§ **AIM OF THE TASK**: What you return must match the records exactly, with every line included.

§ **DATA TO EXAMINE**:
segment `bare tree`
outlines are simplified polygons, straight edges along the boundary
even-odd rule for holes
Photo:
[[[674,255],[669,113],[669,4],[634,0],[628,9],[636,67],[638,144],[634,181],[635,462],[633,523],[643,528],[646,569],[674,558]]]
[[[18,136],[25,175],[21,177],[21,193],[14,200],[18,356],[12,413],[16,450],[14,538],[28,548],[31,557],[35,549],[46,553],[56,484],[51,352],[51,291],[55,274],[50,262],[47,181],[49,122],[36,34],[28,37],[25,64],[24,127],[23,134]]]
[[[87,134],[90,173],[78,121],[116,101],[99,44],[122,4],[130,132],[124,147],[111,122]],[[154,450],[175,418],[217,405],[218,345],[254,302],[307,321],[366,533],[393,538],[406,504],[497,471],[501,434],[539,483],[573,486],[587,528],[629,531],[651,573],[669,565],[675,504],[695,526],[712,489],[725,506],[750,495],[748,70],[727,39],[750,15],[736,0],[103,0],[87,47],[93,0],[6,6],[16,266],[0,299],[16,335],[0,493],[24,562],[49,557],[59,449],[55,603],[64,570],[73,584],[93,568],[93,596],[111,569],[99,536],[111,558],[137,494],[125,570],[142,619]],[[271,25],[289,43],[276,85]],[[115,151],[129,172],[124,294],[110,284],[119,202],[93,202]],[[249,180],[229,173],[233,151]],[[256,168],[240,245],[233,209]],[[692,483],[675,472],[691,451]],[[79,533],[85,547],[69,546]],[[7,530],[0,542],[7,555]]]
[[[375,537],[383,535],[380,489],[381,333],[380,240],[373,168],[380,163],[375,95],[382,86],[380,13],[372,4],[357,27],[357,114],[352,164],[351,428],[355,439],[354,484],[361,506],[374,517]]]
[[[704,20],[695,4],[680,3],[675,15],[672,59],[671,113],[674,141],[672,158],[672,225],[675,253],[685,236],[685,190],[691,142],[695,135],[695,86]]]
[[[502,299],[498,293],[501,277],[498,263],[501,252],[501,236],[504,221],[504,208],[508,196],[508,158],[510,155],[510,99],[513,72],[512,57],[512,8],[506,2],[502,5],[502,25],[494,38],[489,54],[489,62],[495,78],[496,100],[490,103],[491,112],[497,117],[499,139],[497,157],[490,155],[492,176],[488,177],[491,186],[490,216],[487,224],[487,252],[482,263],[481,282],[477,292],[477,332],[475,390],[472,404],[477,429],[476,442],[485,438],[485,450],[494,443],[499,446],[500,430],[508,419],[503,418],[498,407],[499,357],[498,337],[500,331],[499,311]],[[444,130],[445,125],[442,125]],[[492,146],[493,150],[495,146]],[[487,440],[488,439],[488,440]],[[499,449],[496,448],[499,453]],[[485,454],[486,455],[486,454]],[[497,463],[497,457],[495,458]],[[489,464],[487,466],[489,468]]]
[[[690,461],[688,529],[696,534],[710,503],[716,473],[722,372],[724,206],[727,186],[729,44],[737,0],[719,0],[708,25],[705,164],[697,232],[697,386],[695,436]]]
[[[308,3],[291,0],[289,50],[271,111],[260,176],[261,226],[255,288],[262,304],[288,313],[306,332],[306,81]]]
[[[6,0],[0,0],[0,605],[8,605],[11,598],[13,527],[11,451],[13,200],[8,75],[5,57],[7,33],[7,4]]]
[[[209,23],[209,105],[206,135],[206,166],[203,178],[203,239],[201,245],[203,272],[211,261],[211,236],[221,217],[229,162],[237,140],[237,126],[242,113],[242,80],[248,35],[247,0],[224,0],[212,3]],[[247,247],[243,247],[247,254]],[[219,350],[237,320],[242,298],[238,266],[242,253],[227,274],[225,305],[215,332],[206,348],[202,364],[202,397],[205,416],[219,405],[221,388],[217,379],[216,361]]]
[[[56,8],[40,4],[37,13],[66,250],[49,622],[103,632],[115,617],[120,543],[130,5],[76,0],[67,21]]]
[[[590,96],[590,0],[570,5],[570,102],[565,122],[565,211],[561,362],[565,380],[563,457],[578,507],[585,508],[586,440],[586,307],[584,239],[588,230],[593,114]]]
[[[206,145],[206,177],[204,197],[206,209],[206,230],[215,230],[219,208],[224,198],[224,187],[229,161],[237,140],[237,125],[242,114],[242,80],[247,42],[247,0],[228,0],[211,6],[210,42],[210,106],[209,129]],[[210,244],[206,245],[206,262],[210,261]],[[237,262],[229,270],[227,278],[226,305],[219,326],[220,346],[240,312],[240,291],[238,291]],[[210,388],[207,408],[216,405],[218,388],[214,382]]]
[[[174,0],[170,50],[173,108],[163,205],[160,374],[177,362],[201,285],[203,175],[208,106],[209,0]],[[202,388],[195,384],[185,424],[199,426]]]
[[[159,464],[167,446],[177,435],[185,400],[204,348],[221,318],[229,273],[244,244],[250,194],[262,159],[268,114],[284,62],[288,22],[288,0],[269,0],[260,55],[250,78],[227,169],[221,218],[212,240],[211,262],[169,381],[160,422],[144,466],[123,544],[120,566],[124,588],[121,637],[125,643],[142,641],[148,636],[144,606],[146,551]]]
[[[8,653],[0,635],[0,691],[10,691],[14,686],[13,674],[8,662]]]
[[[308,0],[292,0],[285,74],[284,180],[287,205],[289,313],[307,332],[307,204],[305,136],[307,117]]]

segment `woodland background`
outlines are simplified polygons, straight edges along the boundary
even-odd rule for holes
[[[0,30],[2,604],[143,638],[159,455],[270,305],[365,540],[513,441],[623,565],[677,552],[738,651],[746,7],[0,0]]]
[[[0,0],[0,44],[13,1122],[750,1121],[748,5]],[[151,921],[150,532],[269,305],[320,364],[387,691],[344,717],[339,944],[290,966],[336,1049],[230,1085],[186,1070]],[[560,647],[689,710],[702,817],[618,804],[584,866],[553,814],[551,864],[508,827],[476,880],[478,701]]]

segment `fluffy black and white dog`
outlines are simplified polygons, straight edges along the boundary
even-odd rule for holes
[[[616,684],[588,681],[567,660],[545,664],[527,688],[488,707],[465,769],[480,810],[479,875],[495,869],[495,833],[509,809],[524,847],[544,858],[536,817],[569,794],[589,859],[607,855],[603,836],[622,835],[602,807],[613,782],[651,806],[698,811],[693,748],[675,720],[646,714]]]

§ **RESPONSE AREA**:
segment `bare tree`
outlines are simplified polygons, straight edges along the boundary
even-odd rule for holes
Photo:
[[[674,255],[669,113],[669,4],[634,0],[628,9],[636,67],[638,144],[634,181],[635,462],[633,523],[643,528],[646,569],[674,558]]]
[[[18,136],[25,175],[21,177],[21,193],[14,200],[18,356],[12,413],[16,450],[14,538],[28,548],[31,557],[35,549],[46,553],[56,484],[51,352],[51,291],[55,274],[50,262],[47,181],[49,122],[36,34],[28,37],[25,64],[24,127],[23,134]]]
[[[87,134],[90,173],[78,121],[116,101],[99,44],[122,4],[130,132],[124,147],[111,122]],[[154,450],[175,418],[217,405],[218,345],[254,302],[307,321],[366,533],[393,538],[406,504],[497,471],[501,434],[539,483],[573,486],[587,528],[629,531],[651,573],[669,565],[675,504],[695,526],[712,489],[725,506],[750,495],[748,70],[727,39],[750,15],[736,0],[103,0],[87,47],[93,0],[6,6],[16,266],[0,299],[16,335],[0,493],[24,562],[49,557],[59,449],[55,603],[64,570],[73,584],[93,568],[93,596],[111,569],[99,536],[111,558],[137,494],[125,570],[142,619]],[[271,25],[289,43],[276,85]],[[115,151],[129,172],[124,294],[110,284],[119,202],[93,202]],[[249,180],[229,173],[233,151]],[[256,168],[240,245],[233,209]],[[692,483],[675,472],[691,451]],[[79,533],[85,547],[69,546]],[[7,530],[0,542],[7,555]]]
[[[375,537],[383,535],[380,489],[381,333],[380,240],[373,168],[380,163],[375,95],[382,86],[380,13],[372,4],[357,27],[357,114],[352,164],[351,428],[355,439],[354,484],[361,506],[374,517]]]
[[[704,20],[695,4],[680,3],[675,15],[672,59],[671,113],[674,141],[672,158],[672,225],[675,253],[685,236],[685,190],[691,142],[695,135],[695,86]]]
[[[502,299],[498,293],[501,277],[498,263],[501,252],[501,236],[504,221],[504,208],[508,196],[508,158],[510,155],[510,99],[513,72],[512,57],[512,8],[506,2],[502,5],[502,25],[494,38],[489,54],[489,62],[495,78],[496,100],[490,103],[491,112],[497,117],[499,139],[497,157],[490,155],[492,176],[488,177],[491,186],[490,216],[487,224],[487,252],[482,263],[481,282],[477,292],[477,332],[475,390],[472,404],[477,429],[476,442],[485,438],[485,450],[494,443],[499,446],[500,430],[508,419],[503,418],[498,407],[499,357],[498,337],[500,331],[499,311]],[[444,130],[445,125],[442,125]],[[492,146],[493,150],[495,146]],[[487,440],[488,439],[488,440]],[[499,449],[496,448],[499,453]],[[485,454],[486,455],[486,454]],[[497,463],[497,457],[495,458]],[[489,464],[487,466],[489,468]]]
[[[690,461],[688,529],[696,534],[710,503],[716,473],[722,372],[724,206],[727,186],[729,44],[737,0],[719,0],[708,25],[705,164],[697,232],[697,386],[695,436]]]
[[[308,3],[291,0],[289,50],[271,111],[260,176],[261,226],[255,288],[262,304],[288,313],[306,332],[306,81]]]
[[[6,0],[0,0],[0,605],[8,605],[11,598],[13,527],[11,451],[13,200],[8,75],[5,57],[7,33],[7,4]]]
[[[209,23],[209,105],[206,135],[206,166],[203,178],[203,239],[201,245],[203,272],[211,261],[211,236],[221,217],[229,162],[237,140],[237,126],[242,113],[242,80],[248,35],[247,0],[224,0],[212,3]],[[247,247],[243,247],[247,254]],[[219,350],[237,320],[242,298],[238,266],[242,253],[227,274],[225,305],[215,332],[206,348],[202,364],[202,397],[205,416],[219,405],[221,388],[217,379],[216,361]]]
[[[56,8],[40,4],[37,13],[66,250],[49,622],[103,632],[115,617],[120,543],[130,5],[76,0],[67,21]]]
[[[590,96],[590,0],[570,5],[570,102],[565,122],[565,211],[561,362],[565,380],[563,457],[578,507],[585,508],[586,440],[586,307],[584,239],[588,230],[593,114]]]
[[[206,145],[206,177],[204,197],[206,209],[206,230],[215,230],[219,208],[224,198],[224,187],[229,161],[237,140],[237,125],[242,114],[242,80],[247,42],[247,0],[228,0],[211,6],[210,42],[210,106],[209,129]],[[210,244],[206,245],[206,262],[210,261]],[[237,262],[229,270],[227,278],[226,305],[219,326],[220,346],[240,312],[240,291],[238,291]],[[210,388],[207,408],[216,405],[218,388],[214,382]]]
[[[174,0],[170,50],[173,108],[163,205],[160,374],[177,362],[201,285],[203,175],[208,106],[209,0]],[[202,388],[195,384],[185,424],[199,426]]]
[[[159,464],[167,446],[177,435],[185,400],[204,348],[221,318],[229,273],[244,244],[250,194],[262,159],[268,114],[284,62],[288,22],[288,0],[269,0],[260,55],[250,78],[227,169],[221,218],[212,240],[211,262],[169,381],[160,422],[144,466],[123,544],[120,566],[124,588],[121,637],[125,643],[142,641],[148,636],[144,606],[146,551]]]
[[[8,653],[0,635],[0,691],[10,691],[14,686],[13,674],[8,662]]]
[[[308,0],[292,0],[285,74],[284,180],[287,205],[289,313],[307,332],[307,204],[305,136],[307,117]]]

segment `woodland background`
outlines are simplified polygons, straight edges along the boundary
even-odd rule for holes
[[[0,30],[2,604],[143,638],[159,455],[270,305],[365,540],[513,441],[623,565],[677,552],[738,651],[746,7],[0,0]]]
[[[0,0],[0,44],[13,1122],[750,1121],[748,5]],[[151,921],[150,532],[269,305],[320,364],[387,691],[344,717],[339,944],[290,966],[336,1049],[230,1085],[186,1070]],[[560,647],[689,710],[702,817],[618,804],[584,866],[553,814],[551,864],[508,827],[476,880],[478,701]]]

segment `fluffy black and white dog`
outlines are simplified polygons, straight edges along the boundary
even-odd rule for holes
[[[616,684],[588,681],[567,660],[545,664],[527,688],[488,707],[465,769],[480,810],[479,875],[495,869],[495,833],[509,809],[524,847],[544,858],[536,817],[569,794],[589,859],[607,855],[603,836],[622,835],[602,807],[613,782],[651,806],[698,811],[693,748],[675,720],[646,714]]]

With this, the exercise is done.